** TEXT UNDER STUDY **
++++
The 1899 earthquake was the result of rupturing an active normal fault in the West Anatolian Extensional Province. The fault responsible for the earthquake was a south-dipping, low-angle structure which also formed the Büyük Menderes Graben. It represented the northern boundary of the graben. The rupture is thought to have initiated 4–5 km beneath the surface. Earthquakes in the Denizli area are frequent, with at least eight historically damaging events recorded since 60 CE.

A 50 km long surface rupture and up to 3 m of vertical displacement was measured during geological fieldworks in the 1960s and 1970s. Near Sarayköy, an offset of 2 m was measured. The rupture also produced a 50 cm right-lateral strike-slip component. In 1998, Nicholas Ambraseys measured the surface rupture length to be 70 km. A 2013 study of damage and aid distribution reports led to the interpretation that the earthquake may have in fact been two mainshocks occurring in close succession of each other. The latter mainshock had an estimated magnitude of 6.7.

==Aftermath==
The area within the Büyük Menderes Graben was extensively damaged, with the cities of Sultanhisar, Atca, Nazilli, Kuyucak, Sarayköy, Denizli and Karacasu experiencing the greatest destruction. A total of 12,932 homes were destroyed, including 350 in Aydın; 2,052 in Köşk, Sultanhisar, Atça and Nazilli; 2,931 in Kuyucak and Ortakçı; and 720 in Sarayköy. In addition, 8,756 more were damaged. The earthquake and its secondary effects killed 1,117–1,470 people and left 80,000–100,000 homeless.

An estimated 55 percent of all homes in Denizli were razed. The older part of Nazilli was completely destroyed; a liquorice factory and all public infrastructures were decimated. In the newer part of town, half the home stock was left in ruins, further exacerbated by a conflagration. Fires also destroyed the homes of Saraykoy, including those that survived the shock. Several hundred homes and the minarets of a mosque collapsed in Aydin. A factory chimney, and some churches and synagogues also toppled. On the stretch of railroad from Aydin to Cal and Denizli, parts of the earthwork slumped, causing the rails to be suspended 2 m in the air. Railway bridges were damaged at three towns located near Sarayköy. Collapsed telecommunication poles were reported east of Kuyucak and Gemelli. Landslides buried an abandoned town and damage two more. Soil liquefaction was reported in Kogarli, Sahinli and Cellat.

==Response==
News of the disaster reached the government of the Ottoman Empire in Istanbul, and a crisis management was established. Multiple relief campaigns were started by various religious and ethnic groups in Istanbul and İzmir. Damaged telecommunication systems disrupted the distribution of aid in the first few days after the earthquake. Aid distribution was highly disorganized but carried on smoothly when official establishments in Aydın, Istanbul and İzmir were involved. The Ottoman government helped construct 5,598 homes and repaired 11,975 others.
++++
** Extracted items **
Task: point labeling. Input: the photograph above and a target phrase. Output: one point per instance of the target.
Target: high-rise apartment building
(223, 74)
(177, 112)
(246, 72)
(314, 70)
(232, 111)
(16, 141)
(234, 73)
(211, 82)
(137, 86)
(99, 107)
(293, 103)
++++
** EXERCISE REQUIREMENTS **
Rewrite the passage on the 1899 earthquake from "The 1899 earthquake" up to and including "since 60 CE.", replacing "frequent" with "common".

** ANSWER AREA **
The 1899 earthquake was the result of rupturing an active normal fault in the West Anatolian Extensional Province. The fault responsible for the earthquake was a south-dipping, low-angle structure which also formed the Büyük Menderes Graben. It represented the northern boundary of the graben. The rupture is thought to have initiated 4–5 km beneath the surface. Earthquakes in the Denizli area are common, with at least eight historically damaging events recorded since 60 CE.